• _What the task requires_: Copy each line below without leaving any out.

• _Extracted entries_:
━━━━
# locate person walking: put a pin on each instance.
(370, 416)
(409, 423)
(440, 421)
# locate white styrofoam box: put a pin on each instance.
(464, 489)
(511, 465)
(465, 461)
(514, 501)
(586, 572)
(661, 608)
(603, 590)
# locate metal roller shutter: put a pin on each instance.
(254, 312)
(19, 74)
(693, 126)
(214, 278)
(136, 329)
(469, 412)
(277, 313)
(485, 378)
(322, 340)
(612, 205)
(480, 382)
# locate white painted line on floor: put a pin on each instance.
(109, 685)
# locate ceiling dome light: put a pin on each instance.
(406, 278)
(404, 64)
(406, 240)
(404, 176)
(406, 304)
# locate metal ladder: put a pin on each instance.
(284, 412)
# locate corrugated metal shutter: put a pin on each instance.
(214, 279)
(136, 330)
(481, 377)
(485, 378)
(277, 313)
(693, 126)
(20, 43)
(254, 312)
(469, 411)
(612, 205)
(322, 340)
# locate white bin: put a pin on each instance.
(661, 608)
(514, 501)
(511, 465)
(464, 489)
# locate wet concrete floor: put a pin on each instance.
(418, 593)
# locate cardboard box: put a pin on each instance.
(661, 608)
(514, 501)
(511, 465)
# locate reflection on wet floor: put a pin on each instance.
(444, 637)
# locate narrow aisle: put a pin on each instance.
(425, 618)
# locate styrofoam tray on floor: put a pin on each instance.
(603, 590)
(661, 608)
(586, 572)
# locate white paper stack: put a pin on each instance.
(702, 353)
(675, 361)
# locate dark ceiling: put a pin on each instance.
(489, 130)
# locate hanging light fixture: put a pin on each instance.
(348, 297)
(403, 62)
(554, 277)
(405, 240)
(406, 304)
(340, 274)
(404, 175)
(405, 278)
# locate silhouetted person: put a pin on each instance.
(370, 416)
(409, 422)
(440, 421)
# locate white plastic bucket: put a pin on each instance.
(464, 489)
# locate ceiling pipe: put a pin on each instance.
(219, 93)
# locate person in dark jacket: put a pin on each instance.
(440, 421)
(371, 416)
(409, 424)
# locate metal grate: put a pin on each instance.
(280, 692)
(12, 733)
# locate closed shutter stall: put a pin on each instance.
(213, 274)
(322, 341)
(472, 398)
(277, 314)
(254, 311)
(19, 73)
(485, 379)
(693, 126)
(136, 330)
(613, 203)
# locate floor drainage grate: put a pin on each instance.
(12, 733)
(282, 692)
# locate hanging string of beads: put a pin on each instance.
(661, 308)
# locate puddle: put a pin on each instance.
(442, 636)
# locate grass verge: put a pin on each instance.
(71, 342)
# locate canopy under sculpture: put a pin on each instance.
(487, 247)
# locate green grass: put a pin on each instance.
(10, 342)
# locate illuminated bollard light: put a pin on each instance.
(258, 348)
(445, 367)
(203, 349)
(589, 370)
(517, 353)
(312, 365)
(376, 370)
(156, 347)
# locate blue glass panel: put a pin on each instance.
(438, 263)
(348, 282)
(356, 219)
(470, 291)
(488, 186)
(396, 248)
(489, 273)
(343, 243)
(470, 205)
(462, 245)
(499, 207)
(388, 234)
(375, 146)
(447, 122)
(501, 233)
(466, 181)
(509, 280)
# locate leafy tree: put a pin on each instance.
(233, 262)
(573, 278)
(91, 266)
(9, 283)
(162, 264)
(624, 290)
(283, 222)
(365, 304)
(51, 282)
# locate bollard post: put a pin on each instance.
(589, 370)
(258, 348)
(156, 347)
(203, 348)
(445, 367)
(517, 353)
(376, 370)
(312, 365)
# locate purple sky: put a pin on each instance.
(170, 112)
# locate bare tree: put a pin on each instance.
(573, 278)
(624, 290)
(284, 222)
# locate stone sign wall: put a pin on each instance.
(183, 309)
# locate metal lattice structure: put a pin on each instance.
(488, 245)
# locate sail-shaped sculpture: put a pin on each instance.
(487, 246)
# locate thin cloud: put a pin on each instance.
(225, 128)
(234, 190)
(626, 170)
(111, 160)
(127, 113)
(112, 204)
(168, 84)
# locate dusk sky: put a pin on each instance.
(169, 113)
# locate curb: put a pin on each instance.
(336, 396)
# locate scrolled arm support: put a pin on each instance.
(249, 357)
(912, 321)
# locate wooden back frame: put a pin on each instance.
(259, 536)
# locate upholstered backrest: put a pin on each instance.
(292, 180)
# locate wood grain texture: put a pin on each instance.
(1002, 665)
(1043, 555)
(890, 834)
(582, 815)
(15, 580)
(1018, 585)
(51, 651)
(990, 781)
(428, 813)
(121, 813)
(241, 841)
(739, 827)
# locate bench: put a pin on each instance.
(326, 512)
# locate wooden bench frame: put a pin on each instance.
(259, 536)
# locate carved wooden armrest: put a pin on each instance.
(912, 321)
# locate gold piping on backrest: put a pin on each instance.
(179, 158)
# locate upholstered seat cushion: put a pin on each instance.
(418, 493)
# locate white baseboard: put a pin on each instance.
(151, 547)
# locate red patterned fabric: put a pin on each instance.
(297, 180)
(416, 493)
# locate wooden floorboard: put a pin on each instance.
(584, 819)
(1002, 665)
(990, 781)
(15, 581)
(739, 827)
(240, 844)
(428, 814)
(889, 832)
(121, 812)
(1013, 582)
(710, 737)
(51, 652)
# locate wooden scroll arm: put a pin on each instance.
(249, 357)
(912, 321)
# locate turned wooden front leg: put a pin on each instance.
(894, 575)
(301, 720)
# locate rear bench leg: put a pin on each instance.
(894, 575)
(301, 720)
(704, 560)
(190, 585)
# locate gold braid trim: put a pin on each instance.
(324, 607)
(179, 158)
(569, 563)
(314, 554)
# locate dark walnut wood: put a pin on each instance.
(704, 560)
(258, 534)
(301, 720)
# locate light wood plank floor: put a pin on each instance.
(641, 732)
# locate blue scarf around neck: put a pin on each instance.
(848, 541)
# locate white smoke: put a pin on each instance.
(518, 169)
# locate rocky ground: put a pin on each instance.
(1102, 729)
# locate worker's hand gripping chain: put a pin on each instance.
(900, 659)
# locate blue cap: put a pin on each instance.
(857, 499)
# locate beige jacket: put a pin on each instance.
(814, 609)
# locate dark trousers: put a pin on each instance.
━━━━
• _Exercise solution_:
# locate person walking: put a pin on each instance.
(370, 416)
(409, 423)
(440, 421)
# locate white styrofoam box: put a pin on each instance.
(464, 489)
(511, 465)
(465, 461)
(514, 501)
(586, 572)
(661, 608)
(603, 590)
# locate metal roller shutter: put a pin on each instance.
(254, 312)
(19, 74)
(693, 126)
(214, 278)
(136, 329)
(469, 412)
(277, 313)
(485, 378)
(322, 340)
(612, 205)
(480, 382)
# locate white painted line on floor: put a pin on each instance.
(109, 685)
# locate ceiling dome light: put a pin on each instance.
(406, 278)
(404, 64)
(406, 240)
(404, 176)
(406, 304)
# locate metal ladder: put a pin on each instance.
(284, 412)
# locate corrugated metal shutter: put a pin on each instance.
(214, 279)
(136, 330)
(481, 377)
(485, 378)
(277, 313)
(693, 126)
(20, 43)
(254, 312)
(469, 411)
(612, 205)
(322, 340)
# locate white bin: put a pin on each instance.
(661, 608)
(514, 501)
(511, 465)
(464, 489)
# locate wet concrete floor: put a pin on each instance.
(418, 593)
# locate cardboard box: put a pin on each instance.
(661, 608)
(514, 501)
(511, 465)
# locate reflection on wet floor: put a pin on each instance.
(444, 637)
# locate narrow aisle: put a pin on each instance.
(425, 618)
# locate styrofoam tray on floor: put a pin on each instance.
(603, 590)
(661, 608)
(586, 572)
# locate white paper stack: put a pin on each instance.
(702, 353)
(675, 361)
# locate dark ceiling: put a pin on each instance.
(489, 130)
# locate hanging light fixture: put a pin on each instance.
(348, 297)
(403, 62)
(554, 277)
(405, 240)
(406, 304)
(340, 274)
(404, 175)
(405, 278)
# locate silhouetted person: put a pin on each instance.
(370, 416)
(409, 422)
(440, 421)
# locate white plastic bucket: put a pin on each instance.
(464, 489)
# locate ceiling pipe: put a pin on each instance.
(219, 93)
# locate person in dark jacket: put a pin on each instance.
(440, 421)
(371, 416)
(409, 424)
# locate metal grate: put a pin on each instance.
(280, 692)
(12, 733)
# locate closed shutter stall: put a pin on each instance.
(213, 274)
(322, 341)
(472, 398)
(277, 314)
(254, 311)
(19, 73)
(485, 379)
(693, 126)
(136, 330)
(613, 203)
# locate floor drainage grate: put a pin on each instance.
(12, 733)
(282, 692)
# locate hanging string of beads: put a pin on each instance.
(661, 308)
# locate puddle: put a pin on each instance.
(442, 636)
# locate grass verge: put a pin on each instance.
(71, 342)
# locate canopy under sculpture: put a pin on each instance.
(487, 247)
# locate green grass: put a pin on each instance.
(10, 342)
# locate illuminated bollard light: put a pin on each instance.
(258, 348)
(445, 367)
(203, 349)
(589, 370)
(517, 353)
(312, 365)
(376, 370)
(156, 347)
# locate blue glass panel: put a pin on each instance.
(438, 263)
(348, 282)
(356, 219)
(470, 291)
(488, 186)
(396, 248)
(489, 273)
(343, 243)
(470, 205)
(462, 245)
(499, 207)
(388, 234)
(375, 146)
(447, 122)
(501, 233)
(466, 181)
(509, 280)
# locate leafy tree: put a pin on each instance.
(233, 262)
(573, 278)
(91, 266)
(9, 283)
(162, 264)
(624, 290)
(283, 222)
(365, 304)
(51, 282)
# locate bollard post: put a pin on each instance.
(589, 370)
(258, 348)
(156, 347)
(203, 348)
(445, 367)
(517, 353)
(376, 370)
(312, 365)
# locate purple sky: put a pin on each instance.
(170, 112)
# locate bare tree: put a pin on each instance.
(573, 278)
(624, 290)
(284, 222)
# locate stone sign wall: put a pin on each instance.
(183, 309)
# locate metal lattice structure: put a pin on each instance.
(488, 245)
# locate sail-shaped sculpture: put a pin on each instance.
(487, 246)
# locate thin cloud: put a pin on each instance.
(225, 128)
(234, 190)
(626, 170)
(111, 160)
(127, 113)
(112, 204)
(168, 84)
# locate dusk sky: put a pin on each instance.
(169, 113)
# locate curb: put a pin on each instance.
(336, 396)
# locate scrolled arm support: put a pin on each instance.
(249, 357)
(912, 321)
# locate wooden back frame: put a pin on each instance.
(259, 536)
# locate upholstered backrest: put a pin on each instance.
(292, 180)
# locate wood grain texture: put a pin on each instance.
(1002, 665)
(1043, 555)
(890, 834)
(582, 815)
(15, 580)
(1018, 585)
(51, 651)
(990, 781)
(428, 813)
(121, 813)
(241, 841)
(739, 827)
# locate bench: put a pin on each instance.
(326, 512)
# locate wooden bench frame: put a pin on each instance.
(259, 536)
# locate carved wooden armrest: put a pin on each instance.
(912, 321)
# locate gold piping on backrest: put a pin on each instance.
(179, 158)
# locate upholstered seat cushion: put a pin on each instance.
(418, 493)
# locate white baseboard: put a pin on each instance.
(151, 547)
# locate red patterned fabric: put a pin on each instance.
(297, 180)
(416, 493)
# locate wooden floorboard: put a pin on each instance.
(584, 819)
(1002, 665)
(990, 781)
(15, 581)
(739, 827)
(240, 844)
(428, 814)
(889, 832)
(121, 812)
(1013, 582)
(710, 737)
(51, 652)
# locate wooden scroll arm: put a pin on each instance.
(249, 357)
(912, 321)
# locate turned wooden front leg: put a pin on each instance.
(894, 575)
(301, 720)
# locate rear bench leg: put a pin on each instance.
(894, 575)
(301, 720)
(704, 560)
(190, 585)
# locate gold braid trim: put a pin on each instance.
(324, 607)
(179, 158)
(569, 563)
(314, 554)
# locate dark walnut wood: put a pin on each instance.
(704, 560)
(258, 534)
(301, 720)
# locate light wood plank floor: put a pin on each instance.
(641, 732)
# locate blue scarf around neck: put a pin on each instance.
(848, 541)
# locate white smoke: put a pin on each instance.
(518, 169)
# locate rocky ground: put a pin on each instance.
(1102, 729)
# locate worker's hand gripping chain: put a pin on each instance.
(900, 659)
# locate blue cap: put a pin on each instance.
(857, 499)
# locate beige jacket: put a pin on each instance.
(814, 609)
# locate dark trousers: put a pin on each instance.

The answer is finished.